Records from a collection:
%%

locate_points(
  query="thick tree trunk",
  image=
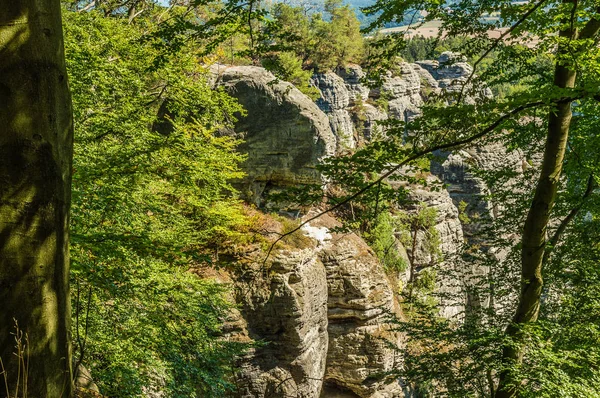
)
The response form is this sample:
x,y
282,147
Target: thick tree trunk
x,y
533,241
35,182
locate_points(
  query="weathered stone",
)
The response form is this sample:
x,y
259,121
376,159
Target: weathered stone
x,y
288,310
334,101
353,76
360,296
285,134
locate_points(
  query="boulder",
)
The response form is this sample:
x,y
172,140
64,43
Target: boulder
x,y
284,132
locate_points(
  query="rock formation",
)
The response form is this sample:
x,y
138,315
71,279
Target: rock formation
x,y
285,134
320,309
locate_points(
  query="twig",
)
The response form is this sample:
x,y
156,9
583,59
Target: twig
x,y
415,156
496,44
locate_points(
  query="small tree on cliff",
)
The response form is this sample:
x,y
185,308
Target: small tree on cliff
x,y
35,188
550,48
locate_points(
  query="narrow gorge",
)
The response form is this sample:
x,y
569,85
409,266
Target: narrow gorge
x,y
320,307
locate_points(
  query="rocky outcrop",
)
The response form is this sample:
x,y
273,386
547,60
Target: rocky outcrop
x,y
287,309
284,133
452,72
321,313
321,309
360,297
334,101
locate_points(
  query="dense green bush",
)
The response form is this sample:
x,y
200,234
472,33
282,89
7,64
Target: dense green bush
x,y
148,207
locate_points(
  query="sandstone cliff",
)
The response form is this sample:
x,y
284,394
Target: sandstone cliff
x,y
321,309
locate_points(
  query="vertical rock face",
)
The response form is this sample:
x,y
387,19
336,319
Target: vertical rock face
x,y
334,101
321,310
360,297
451,71
287,310
285,134
402,91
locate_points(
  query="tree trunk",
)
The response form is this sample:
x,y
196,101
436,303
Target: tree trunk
x,y
35,181
533,241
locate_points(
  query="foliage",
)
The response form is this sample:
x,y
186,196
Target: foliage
x,y
287,66
499,346
381,238
148,206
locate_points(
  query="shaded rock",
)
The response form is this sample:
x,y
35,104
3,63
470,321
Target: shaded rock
x,y
285,134
287,310
360,297
366,118
451,71
334,101
401,89
353,76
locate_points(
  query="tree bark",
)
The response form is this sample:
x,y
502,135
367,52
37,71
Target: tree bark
x,y
36,139
533,241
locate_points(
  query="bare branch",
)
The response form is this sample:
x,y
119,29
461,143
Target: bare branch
x,y
415,156
496,44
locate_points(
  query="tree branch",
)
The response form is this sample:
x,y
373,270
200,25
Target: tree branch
x,y
565,222
415,156
496,44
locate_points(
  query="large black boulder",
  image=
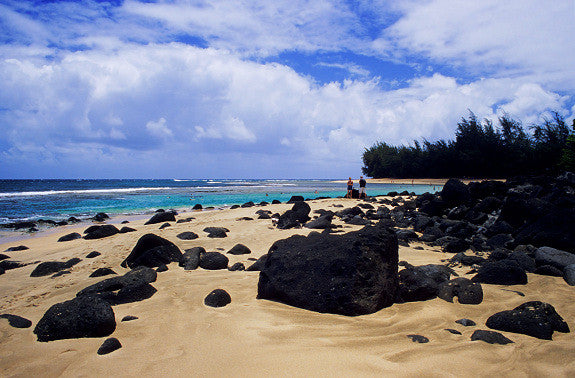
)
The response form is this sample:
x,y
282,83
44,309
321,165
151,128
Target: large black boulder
x,y
554,257
102,232
133,286
213,261
537,319
350,274
455,193
165,216
502,272
50,267
152,251
86,316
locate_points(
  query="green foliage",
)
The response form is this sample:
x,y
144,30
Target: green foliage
x,y
479,150
568,157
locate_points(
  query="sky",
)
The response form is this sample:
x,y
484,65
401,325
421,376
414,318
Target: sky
x,y
265,89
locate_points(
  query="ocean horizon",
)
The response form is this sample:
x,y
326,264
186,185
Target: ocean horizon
x,y
59,199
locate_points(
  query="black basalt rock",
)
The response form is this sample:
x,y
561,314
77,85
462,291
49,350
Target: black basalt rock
x,y
191,258
218,298
133,286
350,274
50,267
537,319
490,337
187,235
166,216
213,261
102,232
17,248
503,272
152,251
111,344
455,193
17,321
216,232
466,291
87,316
70,237
239,249
100,272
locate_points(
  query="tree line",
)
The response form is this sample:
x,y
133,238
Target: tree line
x,y
480,149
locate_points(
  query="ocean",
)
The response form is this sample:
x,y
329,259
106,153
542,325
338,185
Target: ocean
x,y
60,199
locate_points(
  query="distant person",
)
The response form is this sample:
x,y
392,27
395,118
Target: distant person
x,y
349,188
362,184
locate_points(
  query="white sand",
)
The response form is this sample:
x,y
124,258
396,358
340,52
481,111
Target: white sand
x,y
177,335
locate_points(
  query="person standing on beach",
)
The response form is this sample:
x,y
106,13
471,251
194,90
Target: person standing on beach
x,y
349,188
362,184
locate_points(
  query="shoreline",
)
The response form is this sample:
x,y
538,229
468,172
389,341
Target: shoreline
x,y
174,329
418,181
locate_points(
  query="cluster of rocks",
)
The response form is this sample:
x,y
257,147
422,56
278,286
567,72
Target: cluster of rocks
x,y
91,314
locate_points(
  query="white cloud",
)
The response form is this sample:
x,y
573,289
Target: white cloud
x,y
515,37
74,88
219,104
159,128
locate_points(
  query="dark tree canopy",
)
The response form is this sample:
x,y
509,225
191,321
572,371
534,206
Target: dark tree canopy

%%

Written task: Without including the pictures, return each record above exactly as it stands.

The answer:
locate_points(
  query="thick tree trunk",
  image=
)
The response form is this sample:
x,y
282,147
Target: thick tree trunk
x,y
533,241
35,182
locate_points(
  query="weathered stone",
)
The response form is this sample:
x,y
259,121
376,159
Target: weathered stone
x,y
288,310
334,101
353,76
360,296
285,134
locate_points(
  query="boulder",
)
The response form is this sample:
x,y
172,140
64,43
Target: boulder
x,y
284,132
locate_points(
  query="rock formation",
)
The response form is this sample:
x,y
138,315
71,279
Target: rock formation
x,y
285,134
320,309
locate_points(
  query="twig",
)
The response form is this sample:
x,y
156,9
583,59
Target: twig
x,y
415,156
496,44
locate_points(
  query="small tree on cliff",
)
The response form is this sample:
x,y
185,308
Target: small tree on cliff
x,y
35,188
550,48
locate_points(
  query="narrow gorge",
)
The response form is this sample:
x,y
569,85
409,266
Target: narrow gorge
x,y
320,307
locate_points(
  query="rocky outcrop",
)
The response form is this sample:
x,y
273,386
547,60
Target: rocky outcrop
x,y
287,309
284,133
452,72
321,313
321,309
360,297
334,101
locate_points(
  query="dense green bush",
)
The response form is this sample:
x,y
200,234
472,33
282,89
7,64
Target: dense green bush
x,y
148,207
locate_points(
  query="sandstone cliff",
)
The response form is this sample:
x,y
284,394
Target: sandstone cliff
x,y
321,309
locate_points(
  query="vertical rock face",
)
The response form is this sample:
x,y
387,19
336,319
Target: vertical rock face
x,y
334,101
321,310
360,297
451,71
287,310
285,134
402,91
locate_points(
  query="tree trunk",
)
The response form is this sample:
x,y
196,101
436,303
Target: tree trunk
x,y
35,181
533,241
locate_points(
  query="foliage",
)
The response form is this sample:
x,y
186,196
Target: foliage
x,y
287,66
499,346
381,238
148,206
locate_points(
  query="shaded rock",
)
The response form is this sample:
x,y
35,104
3,63
470,321
Target: shaded rock
x,y
285,134
287,310
360,297
366,118
451,71
334,101
401,89
353,76
locate_points(
  query="tree bark",
)
The response form is this sample:
x,y
502,135
367,52
37,71
Target: tree bark
x,y
36,139
533,241
locate_points(
  query="bare branch",
)
The response form is this sample:
x,y
119,29
461,143
Target: bare branch
x,y
415,156
496,44
locate_points(
  query="tree branch",
)
The response form is this sample:
x,y
373,270
200,25
Target: tree branch
x,y
565,222
415,156
496,44
locate_points(
  query="large black boulder",
  image=
)
The response form is this sample:
x,y
282,83
44,309
321,165
151,128
Target: large black boulder
x,y
554,257
102,232
133,286
213,261
537,319
350,274
455,193
165,216
502,272
50,267
152,251
86,316
locate_points(
  query="green foliage",
)
The response form is this sample:
x,y
144,30
Target: green foliage
x,y
479,150
568,157
locate_points(
  query="sky",
)
The response form is this sample:
x,y
484,65
401,325
421,376
414,318
Target: sky
x,y
265,89
locate_points(
  query="ocean horizon",
)
The response form is this sample:
x,y
326,264
186,185
Target: ocean horizon
x,y
59,199
locate_points(
  query="black basalt rock",
)
The response form is this sample:
x,y
561,314
77,85
462,291
49,350
Target: black basalt rock
x,y
191,258
218,298
133,286
350,274
50,267
537,319
490,337
187,235
166,216
213,261
102,232
17,248
503,272
152,251
111,344
455,193
17,321
216,232
466,291
87,316
70,237
239,249
100,272
locate_points(
  query="tree line",
)
The response form is this sample:
x,y
133,238
Target: tree line
x,y
480,149
locate_points(
  query="ocean",
)
The response form is this sample:
x,y
329,259
106,153
542,325
338,185
Target: ocean
x,y
60,199
locate_points(
  query="distant person",
)
The response form is this sample:
x,y
392,27
395,118
Target: distant person
x,y
349,188
362,184
locate_points(
  query="white sand",
)
The response form is this sample:
x,y
124,258
396,358
340,52
481,111
Target: white sand
x,y
177,335
locate_points(
  query="person standing on beach",
)
The response form is this sample:
x,y
106,13
471,251
194,90
Target: person standing on beach
x,y
349,188
362,184
locate_points(
  query="shoreline",
)
The response form is this sample:
x,y
538,229
468,172
389,341
Target: shoreline
x,y
174,329
418,181
locate_points(
  query="cluster of rocks",
)
The response form is this sample:
x,y
257,147
422,56
278,286
567,72
Target: cluster of rocks
x,y
91,314
locate_points(
  query="white cloud",
)
The response form is this sample:
x,y
573,289
Target: white cloud
x,y
515,37
74,88
219,104
159,128
locate_points(
  query="dark tree canopy",
)
The response form is this sample:
x,y
509,225
191,321
572,371
534,206
Target: dark tree canopy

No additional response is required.